In the course of an essay on stationery (she had a surprising affinity with ring binders), renowned writers like Bruce Chatwin and Ernest Hemingway are dispatched with brutal ease for liking Moleskines. “Chatwin, Hemingway: has the earth ever held two greater posers?”. She made much of this cutting style, and often wove the sharpness into her images. Mantel re-imagines Princess Diana in Paris “not dead at all, but slid into the Alma tunnel to re-emerge in the autumn of 1997, collar turned up, long feet like blades carving through the rain”.

This is still Mantel. There wasn’t much she couldn’t do

You never waste a moment reading Hilary Mantel. Unfortunately, at times this collection comes closer than most to testing the truth of that. If you haven’t read the authors Mantel is writing about or seen the films she reviews, it can be tricky to sustain interest. The collection also compares unfavourably with Mantel Pieces (2020), an assortment of her London Review of Books pieces. That has Royal Bodies (which kicked off a tabloid storm in 2013 for lines about the now Princess of Wales). It also contains emails and notes from the author (typos included) which added a personal touch that is lacking here, in a book that titles itself as a memoir.

Yet this is still Mantel. There wasn’t much she couldn’t do. Just have a look at Robocop: “It provides a stimulating evening for those who can jettison the ‘cultural baggage’; and a pure delight for those of us who have never had any culture at all.”

▶ Objective A
Translate this sentence from the Hilary Mantel review into Spanish: "You never waste a moment reading Hilary Mantel."
▶ Objective B
Retype the part of the Hilary Mantel review starting with "You never waste" and going on through "as a memoir.".

▶ Dataset rows
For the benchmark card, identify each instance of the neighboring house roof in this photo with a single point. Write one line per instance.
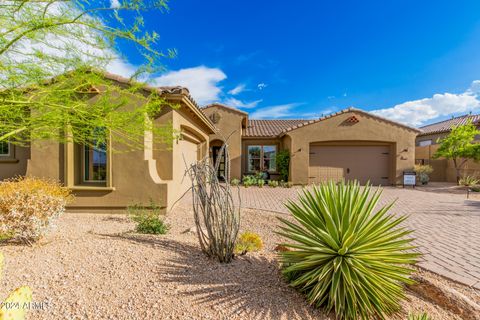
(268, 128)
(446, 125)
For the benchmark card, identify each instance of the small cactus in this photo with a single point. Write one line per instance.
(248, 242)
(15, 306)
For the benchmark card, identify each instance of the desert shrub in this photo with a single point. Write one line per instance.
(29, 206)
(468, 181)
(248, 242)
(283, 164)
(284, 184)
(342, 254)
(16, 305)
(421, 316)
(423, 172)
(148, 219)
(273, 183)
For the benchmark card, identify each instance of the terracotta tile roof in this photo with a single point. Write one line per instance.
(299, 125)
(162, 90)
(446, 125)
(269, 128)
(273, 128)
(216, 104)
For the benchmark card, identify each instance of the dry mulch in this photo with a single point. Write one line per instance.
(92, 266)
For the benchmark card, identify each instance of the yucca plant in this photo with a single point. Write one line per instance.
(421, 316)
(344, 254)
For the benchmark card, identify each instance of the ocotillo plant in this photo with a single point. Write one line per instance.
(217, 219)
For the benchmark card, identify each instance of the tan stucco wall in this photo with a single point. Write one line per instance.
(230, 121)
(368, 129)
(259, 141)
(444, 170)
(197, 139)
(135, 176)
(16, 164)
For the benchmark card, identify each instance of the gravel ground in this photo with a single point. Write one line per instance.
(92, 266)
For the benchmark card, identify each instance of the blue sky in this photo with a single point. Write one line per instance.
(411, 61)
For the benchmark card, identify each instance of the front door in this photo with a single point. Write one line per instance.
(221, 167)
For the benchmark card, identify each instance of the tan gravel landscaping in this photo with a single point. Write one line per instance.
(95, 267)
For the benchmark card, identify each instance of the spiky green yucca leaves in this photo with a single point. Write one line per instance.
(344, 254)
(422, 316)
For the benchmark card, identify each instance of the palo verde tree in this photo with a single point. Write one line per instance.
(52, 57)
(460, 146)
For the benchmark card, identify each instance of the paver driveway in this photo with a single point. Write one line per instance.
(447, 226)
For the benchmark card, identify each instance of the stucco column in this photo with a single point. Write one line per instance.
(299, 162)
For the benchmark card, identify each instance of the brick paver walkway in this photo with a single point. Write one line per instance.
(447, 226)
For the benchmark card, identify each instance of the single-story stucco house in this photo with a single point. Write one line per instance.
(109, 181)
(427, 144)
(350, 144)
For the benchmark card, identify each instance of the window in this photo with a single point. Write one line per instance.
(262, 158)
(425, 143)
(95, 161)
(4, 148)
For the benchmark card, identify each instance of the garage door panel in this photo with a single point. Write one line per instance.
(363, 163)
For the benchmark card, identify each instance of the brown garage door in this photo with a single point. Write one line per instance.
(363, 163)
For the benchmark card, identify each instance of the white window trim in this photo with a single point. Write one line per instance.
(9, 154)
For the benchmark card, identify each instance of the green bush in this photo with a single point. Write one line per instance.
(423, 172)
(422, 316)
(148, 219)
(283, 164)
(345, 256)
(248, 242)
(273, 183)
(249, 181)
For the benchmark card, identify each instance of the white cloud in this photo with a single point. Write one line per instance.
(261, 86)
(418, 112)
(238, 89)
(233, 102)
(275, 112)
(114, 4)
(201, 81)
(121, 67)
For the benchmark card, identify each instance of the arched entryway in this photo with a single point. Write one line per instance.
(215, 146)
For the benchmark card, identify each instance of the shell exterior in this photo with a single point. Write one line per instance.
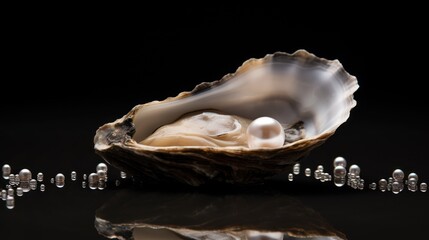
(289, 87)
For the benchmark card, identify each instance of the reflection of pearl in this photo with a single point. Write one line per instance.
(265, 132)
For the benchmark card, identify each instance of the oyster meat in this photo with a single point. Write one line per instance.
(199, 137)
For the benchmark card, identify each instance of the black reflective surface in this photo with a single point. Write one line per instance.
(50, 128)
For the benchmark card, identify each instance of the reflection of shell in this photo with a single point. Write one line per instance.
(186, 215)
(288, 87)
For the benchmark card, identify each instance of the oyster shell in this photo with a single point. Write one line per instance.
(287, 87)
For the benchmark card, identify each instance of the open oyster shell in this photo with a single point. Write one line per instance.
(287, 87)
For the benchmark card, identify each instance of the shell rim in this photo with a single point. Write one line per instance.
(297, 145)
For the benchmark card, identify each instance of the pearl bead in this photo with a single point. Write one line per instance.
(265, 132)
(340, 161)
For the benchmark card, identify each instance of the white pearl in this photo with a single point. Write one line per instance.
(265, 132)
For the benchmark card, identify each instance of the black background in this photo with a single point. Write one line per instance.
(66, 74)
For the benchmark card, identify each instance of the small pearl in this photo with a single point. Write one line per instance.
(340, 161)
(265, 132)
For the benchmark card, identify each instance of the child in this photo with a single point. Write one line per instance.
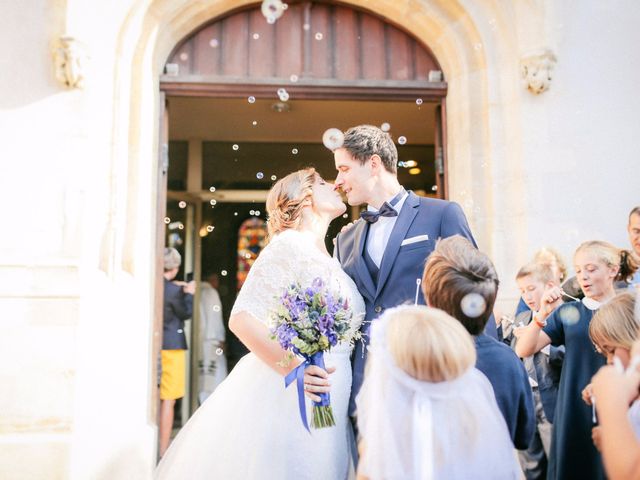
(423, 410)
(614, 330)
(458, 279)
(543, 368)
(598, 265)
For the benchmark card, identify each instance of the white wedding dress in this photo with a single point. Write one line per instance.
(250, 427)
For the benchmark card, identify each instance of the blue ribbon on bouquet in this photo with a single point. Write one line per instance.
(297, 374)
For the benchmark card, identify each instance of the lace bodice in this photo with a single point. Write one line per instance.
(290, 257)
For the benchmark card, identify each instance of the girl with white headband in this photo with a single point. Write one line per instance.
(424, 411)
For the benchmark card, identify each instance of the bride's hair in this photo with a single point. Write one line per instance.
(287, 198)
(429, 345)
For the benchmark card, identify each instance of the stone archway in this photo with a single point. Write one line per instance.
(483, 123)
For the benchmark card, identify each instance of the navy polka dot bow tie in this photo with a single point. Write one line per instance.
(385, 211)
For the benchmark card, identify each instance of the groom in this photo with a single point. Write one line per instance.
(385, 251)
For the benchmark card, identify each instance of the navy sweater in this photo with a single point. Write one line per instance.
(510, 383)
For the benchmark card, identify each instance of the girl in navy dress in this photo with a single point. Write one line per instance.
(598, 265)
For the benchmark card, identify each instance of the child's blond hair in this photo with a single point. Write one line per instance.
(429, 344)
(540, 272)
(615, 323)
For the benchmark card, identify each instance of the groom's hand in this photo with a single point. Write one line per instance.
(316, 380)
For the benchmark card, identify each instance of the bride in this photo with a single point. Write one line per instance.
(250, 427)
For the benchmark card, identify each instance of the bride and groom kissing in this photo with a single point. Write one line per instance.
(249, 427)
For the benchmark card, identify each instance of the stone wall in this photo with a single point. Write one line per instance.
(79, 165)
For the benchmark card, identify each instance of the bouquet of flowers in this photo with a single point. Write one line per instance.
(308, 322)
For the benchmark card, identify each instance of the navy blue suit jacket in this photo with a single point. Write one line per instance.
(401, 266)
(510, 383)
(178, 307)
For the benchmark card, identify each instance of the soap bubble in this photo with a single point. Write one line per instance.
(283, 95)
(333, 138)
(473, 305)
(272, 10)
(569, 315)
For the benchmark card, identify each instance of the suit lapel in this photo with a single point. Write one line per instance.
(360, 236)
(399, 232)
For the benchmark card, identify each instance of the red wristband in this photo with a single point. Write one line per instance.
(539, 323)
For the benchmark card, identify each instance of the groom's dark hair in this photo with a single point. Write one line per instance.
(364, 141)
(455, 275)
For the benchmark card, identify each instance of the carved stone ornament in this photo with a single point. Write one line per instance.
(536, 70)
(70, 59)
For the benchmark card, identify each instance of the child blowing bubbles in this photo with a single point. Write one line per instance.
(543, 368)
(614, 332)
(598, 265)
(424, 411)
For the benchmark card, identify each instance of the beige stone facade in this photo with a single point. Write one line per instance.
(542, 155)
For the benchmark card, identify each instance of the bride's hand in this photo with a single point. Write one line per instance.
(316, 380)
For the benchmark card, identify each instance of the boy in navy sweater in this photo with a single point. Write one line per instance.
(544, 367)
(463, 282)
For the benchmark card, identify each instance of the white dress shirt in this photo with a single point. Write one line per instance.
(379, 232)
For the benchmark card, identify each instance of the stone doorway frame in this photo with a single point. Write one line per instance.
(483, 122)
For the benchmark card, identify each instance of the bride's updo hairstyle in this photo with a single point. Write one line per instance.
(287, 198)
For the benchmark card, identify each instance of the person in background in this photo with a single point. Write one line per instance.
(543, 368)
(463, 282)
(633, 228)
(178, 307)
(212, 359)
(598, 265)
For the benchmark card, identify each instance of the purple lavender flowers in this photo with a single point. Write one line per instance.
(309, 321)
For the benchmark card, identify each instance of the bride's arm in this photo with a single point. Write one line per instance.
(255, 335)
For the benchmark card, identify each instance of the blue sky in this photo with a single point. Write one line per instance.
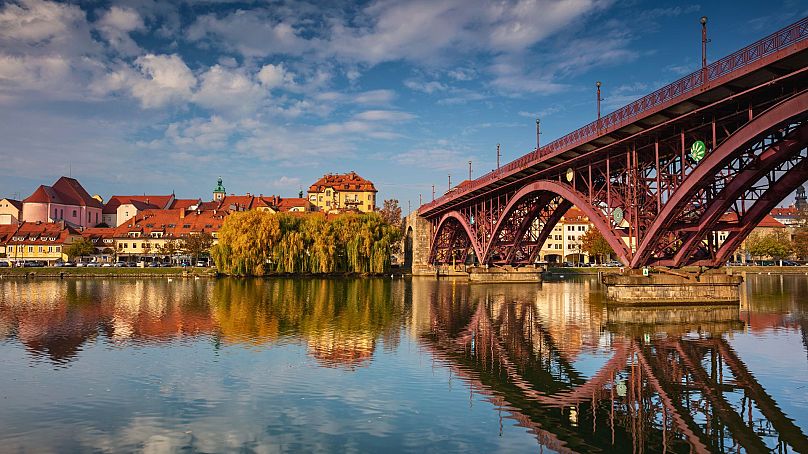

▶ Final result A
Nunca se pierde un momento leyendo a Hilary Mantel.

▶ Final result B
You never waste a moment reading Hilary Mantel. Unfortunately, at times this collection comes closer than most to testing the truth of that. If you haven’t read the authors Mantel is writing about or seen the films she reviews, it can be tricky to sustain interest. The collection also compares unfavourably with Mantel Pieces (2020), an assortment of her London Review of Books pieces. That has Royal Bodies (which kicked off a tabloid storm in 2013 for lines about the now Princess of Wales). It also contains emails and notes from the author (typos included) which added a personal touch that is lacking here, in a book that titles itself as a memoir.